» **Problem statement**
The records below are to be duplicated character for character.

START Study material

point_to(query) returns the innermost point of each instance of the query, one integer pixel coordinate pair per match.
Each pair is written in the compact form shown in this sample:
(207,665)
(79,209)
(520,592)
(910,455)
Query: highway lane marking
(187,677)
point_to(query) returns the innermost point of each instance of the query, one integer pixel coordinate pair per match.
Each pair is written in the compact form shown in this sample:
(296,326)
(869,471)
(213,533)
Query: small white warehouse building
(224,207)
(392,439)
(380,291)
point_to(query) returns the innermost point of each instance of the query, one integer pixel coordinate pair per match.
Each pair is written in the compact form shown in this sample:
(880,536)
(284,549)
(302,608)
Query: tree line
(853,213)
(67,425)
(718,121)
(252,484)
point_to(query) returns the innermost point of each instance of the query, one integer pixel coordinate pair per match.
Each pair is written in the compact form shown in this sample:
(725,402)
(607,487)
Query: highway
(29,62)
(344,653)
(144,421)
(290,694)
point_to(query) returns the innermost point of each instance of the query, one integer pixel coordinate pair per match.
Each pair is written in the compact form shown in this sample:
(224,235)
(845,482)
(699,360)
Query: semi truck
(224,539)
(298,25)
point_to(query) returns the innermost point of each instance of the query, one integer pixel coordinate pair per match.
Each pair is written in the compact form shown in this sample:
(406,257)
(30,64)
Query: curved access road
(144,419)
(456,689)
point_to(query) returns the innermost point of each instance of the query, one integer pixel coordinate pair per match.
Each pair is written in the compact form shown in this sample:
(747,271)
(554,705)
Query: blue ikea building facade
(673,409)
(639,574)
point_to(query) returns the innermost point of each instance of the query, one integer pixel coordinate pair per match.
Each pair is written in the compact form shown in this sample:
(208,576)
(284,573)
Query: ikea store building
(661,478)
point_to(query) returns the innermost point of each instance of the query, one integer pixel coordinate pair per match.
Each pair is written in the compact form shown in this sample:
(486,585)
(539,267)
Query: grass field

END Study material

» **Answer below**
point_to(query) returns the innermost point of each instance of the query, one integer pixel coordinate pair per match.
Each pair is written in the compact form shown in this sample:
(207,665)
(79,209)
(520,592)
(910,455)
Query: highway lane marking
(187,677)
point_to(query) returns the innermost point of each instance of the query, one integer pixel coordinate pair per match.
Each pair is written in the compact form shown in this sample:
(296,326)
(869,471)
(213,533)
Query: small white warehouse building
(224,207)
(392,439)
(380,291)
point_to(query) returns the innermost point of each instance of the query, one integer pixel coordinate pair per match.
Each pair is written in the compact form shown in this sample:
(880,536)
(284,549)
(302,608)
Query: tree line
(853,213)
(67,425)
(718,121)
(252,484)
point_to(query) returns the innermost point of each instance of the query, one integer pixel coordinate pair per match.
Each pair is written in the compact form shown in this sample:
(725,402)
(607,487)
Query: highway
(29,62)
(344,653)
(144,421)
(290,694)
point_to(query) returns the innermost point of each instance of the query, one integer pixel coordinate pair per match.
Each pair is written in the compact form shown in this sample:
(224,235)
(845,482)
(699,360)
Query: semi truck
(224,539)
(298,25)
point_to(query) returns the innermost point of each instance of the query, one integer pixel coordinate pair per match.
Each pair is written in the compact form shown in this sample:
(406,257)
(30,64)
Query: curved access road
(144,419)
(456,689)
point_to(query) returns the innermost point of each instance of the query, one integer pixel coordinate pair per match.
Each pair is written in the compact form shown in this sample:
(747,271)
(554,705)
Query: blue ikea building facade
(673,409)
(639,574)
point_to(query) returns the innermost point of each instance of the query, one integer pixel coordinate pair per match.
Each pair is written in the compact form shown in this sample:
(208,576)
(284,573)
Query: ikea store building
(661,478)
point_to(query) returns the innermost point of each instance of the query, one integer pixel coordinate pair per match.
Each pair is written in the compact form shown in this sample:
(486,585)
(539,267)
Query: grass field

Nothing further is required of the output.